Give back exactly the lines spanning from the one containing "Could you indicate the lizard eye" to the final line of the records below, and no others.

Referring expression data
•••

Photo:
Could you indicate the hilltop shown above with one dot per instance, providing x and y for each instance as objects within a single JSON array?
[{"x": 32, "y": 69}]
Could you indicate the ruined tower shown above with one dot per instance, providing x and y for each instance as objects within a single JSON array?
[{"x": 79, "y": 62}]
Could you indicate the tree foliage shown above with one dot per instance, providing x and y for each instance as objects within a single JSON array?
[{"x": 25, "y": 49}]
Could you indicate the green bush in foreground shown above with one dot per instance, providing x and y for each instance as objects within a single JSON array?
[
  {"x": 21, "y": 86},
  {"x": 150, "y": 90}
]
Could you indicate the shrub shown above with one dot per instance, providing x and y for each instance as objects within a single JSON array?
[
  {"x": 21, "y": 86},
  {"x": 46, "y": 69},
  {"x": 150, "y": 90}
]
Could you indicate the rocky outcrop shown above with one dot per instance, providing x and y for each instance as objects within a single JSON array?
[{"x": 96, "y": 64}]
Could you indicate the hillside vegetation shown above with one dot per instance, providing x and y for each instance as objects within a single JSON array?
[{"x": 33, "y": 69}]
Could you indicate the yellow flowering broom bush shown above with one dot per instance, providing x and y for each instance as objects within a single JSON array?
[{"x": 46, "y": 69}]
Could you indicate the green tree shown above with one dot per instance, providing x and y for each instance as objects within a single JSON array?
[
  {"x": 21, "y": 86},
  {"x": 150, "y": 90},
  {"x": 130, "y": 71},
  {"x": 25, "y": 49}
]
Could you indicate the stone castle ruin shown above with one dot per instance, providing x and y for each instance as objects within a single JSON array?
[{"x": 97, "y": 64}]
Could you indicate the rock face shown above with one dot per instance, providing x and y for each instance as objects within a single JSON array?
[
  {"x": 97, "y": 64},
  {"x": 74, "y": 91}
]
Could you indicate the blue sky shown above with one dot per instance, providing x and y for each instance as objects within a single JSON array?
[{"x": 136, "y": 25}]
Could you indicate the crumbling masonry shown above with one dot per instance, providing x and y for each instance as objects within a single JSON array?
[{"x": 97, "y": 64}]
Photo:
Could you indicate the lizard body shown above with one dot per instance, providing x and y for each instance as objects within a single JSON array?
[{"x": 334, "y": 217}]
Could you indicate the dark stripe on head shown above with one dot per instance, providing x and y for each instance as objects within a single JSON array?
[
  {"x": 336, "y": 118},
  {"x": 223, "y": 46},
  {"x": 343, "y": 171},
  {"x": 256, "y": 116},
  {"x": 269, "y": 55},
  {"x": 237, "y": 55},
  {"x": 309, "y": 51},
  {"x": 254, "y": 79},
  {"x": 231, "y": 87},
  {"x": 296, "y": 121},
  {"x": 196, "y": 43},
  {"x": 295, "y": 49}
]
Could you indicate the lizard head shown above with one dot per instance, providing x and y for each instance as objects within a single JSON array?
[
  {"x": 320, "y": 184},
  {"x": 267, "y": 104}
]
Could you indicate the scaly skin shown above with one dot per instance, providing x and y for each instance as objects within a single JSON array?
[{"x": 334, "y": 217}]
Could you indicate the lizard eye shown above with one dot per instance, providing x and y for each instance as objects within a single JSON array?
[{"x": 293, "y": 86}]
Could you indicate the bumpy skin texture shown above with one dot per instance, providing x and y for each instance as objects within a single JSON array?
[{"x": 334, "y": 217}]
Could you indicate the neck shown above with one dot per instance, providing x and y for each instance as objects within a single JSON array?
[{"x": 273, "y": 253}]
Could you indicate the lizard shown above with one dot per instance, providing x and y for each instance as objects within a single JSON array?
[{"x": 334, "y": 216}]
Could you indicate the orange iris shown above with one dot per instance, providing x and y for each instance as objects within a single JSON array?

•••

_Task result_.
Could you indicate the lizard eye shown above with one dot per instance, providing x and y for each instance as objects within a single JSON array?
[{"x": 293, "y": 86}]
Could you indicate the bumpy skin texture shown above with one dot per instance, providing x and y for each instance as objects within a single JSON array?
[{"x": 334, "y": 217}]
Could you indicate the neck shown above with one dot per instance, providing x and y for each instance as objects within a single JSON array?
[{"x": 273, "y": 253}]
Could you indicate the lizard shown above with one dot per instance, providing x and y for each instance as objects within a single JSON array?
[{"x": 334, "y": 216}]
Could you indicate the orange iris shown above with one dot per instance, providing x and y for each instance as objects within a single JSON array?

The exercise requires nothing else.